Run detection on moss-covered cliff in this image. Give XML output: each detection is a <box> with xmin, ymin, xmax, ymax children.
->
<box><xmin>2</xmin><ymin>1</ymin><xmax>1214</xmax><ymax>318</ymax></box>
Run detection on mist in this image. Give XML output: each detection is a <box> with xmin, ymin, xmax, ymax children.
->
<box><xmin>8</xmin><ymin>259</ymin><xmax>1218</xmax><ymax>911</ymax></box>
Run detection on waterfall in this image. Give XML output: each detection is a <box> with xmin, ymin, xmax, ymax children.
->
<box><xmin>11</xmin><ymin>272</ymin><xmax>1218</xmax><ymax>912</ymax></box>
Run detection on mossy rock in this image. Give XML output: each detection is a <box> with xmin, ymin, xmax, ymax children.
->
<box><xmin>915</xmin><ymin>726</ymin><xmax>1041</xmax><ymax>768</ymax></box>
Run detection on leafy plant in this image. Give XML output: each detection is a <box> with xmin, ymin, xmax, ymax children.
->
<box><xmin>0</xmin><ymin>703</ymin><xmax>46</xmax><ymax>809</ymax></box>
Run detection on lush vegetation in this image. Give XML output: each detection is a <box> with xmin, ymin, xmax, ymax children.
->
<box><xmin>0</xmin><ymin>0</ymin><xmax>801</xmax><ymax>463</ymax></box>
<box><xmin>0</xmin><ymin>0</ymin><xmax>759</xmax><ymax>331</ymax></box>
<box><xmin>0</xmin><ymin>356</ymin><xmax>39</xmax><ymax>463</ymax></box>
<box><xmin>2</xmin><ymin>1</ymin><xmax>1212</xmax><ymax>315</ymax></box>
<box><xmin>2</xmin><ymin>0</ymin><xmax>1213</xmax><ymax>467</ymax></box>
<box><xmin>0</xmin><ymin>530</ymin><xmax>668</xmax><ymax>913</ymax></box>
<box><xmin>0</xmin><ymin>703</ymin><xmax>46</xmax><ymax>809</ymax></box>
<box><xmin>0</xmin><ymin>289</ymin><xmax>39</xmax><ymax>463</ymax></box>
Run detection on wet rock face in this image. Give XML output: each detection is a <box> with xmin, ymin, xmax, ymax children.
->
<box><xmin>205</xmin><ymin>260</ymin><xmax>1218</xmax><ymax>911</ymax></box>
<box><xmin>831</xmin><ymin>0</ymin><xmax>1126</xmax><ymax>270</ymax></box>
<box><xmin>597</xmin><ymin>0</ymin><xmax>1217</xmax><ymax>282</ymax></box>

* * * * * * * * *

**Problem to work on**
Output every entry word for word.

**Answer to the problem**
Run detection on moss-covered cliff in this image. Give XML output: each detection is a <box> with xmin, ymin, xmax, ymax children.
->
<box><xmin>2</xmin><ymin>1</ymin><xmax>1214</xmax><ymax>318</ymax></box>
Run detection on mist in this image. Give XML output: each detection is a <box> with xmin, ymin, xmax, ymax children.
->
<box><xmin>8</xmin><ymin>259</ymin><xmax>1218</xmax><ymax>911</ymax></box>
Run detection on waterfall in this image. Give XML output: each detection is a <box> with xmin, ymin, xmax, ymax children.
->
<box><xmin>11</xmin><ymin>272</ymin><xmax>1218</xmax><ymax>912</ymax></box>
Run detection on mossy rock in this image. Give XML output: each detection is a <box> with xmin, ymin, xmax, ymax children.
->
<box><xmin>915</xmin><ymin>726</ymin><xmax>1041</xmax><ymax>768</ymax></box>
Run detection on leafy plant in this image. Give XML output: each detection is a <box> with xmin, ymin, xmax, ymax children.
->
<box><xmin>0</xmin><ymin>703</ymin><xmax>46</xmax><ymax>809</ymax></box>
Run detection on lush vegetation in this image. Give XML output: each detection is a <box> with xmin, ymin, xmax, ymax children.
->
<box><xmin>0</xmin><ymin>0</ymin><xmax>801</xmax><ymax>463</ymax></box>
<box><xmin>0</xmin><ymin>0</ymin><xmax>759</xmax><ymax>331</ymax></box>
<box><xmin>0</xmin><ymin>356</ymin><xmax>39</xmax><ymax>463</ymax></box>
<box><xmin>2</xmin><ymin>1</ymin><xmax>1212</xmax><ymax>315</ymax></box>
<box><xmin>2</xmin><ymin>0</ymin><xmax>1213</xmax><ymax>467</ymax></box>
<box><xmin>0</xmin><ymin>530</ymin><xmax>668</xmax><ymax>913</ymax></box>
<box><xmin>0</xmin><ymin>703</ymin><xmax>46</xmax><ymax>809</ymax></box>
<box><xmin>0</xmin><ymin>289</ymin><xmax>39</xmax><ymax>463</ymax></box>
Run detection on wet rock face in this image. Give XML output: each detection is a <box> with xmin, ymin, xmax, ymax children.
->
<box><xmin>205</xmin><ymin>260</ymin><xmax>1218</xmax><ymax>911</ymax></box>
<box><xmin>831</xmin><ymin>0</ymin><xmax>1126</xmax><ymax>270</ymax></box>
<box><xmin>597</xmin><ymin>0</ymin><xmax>1217</xmax><ymax>282</ymax></box>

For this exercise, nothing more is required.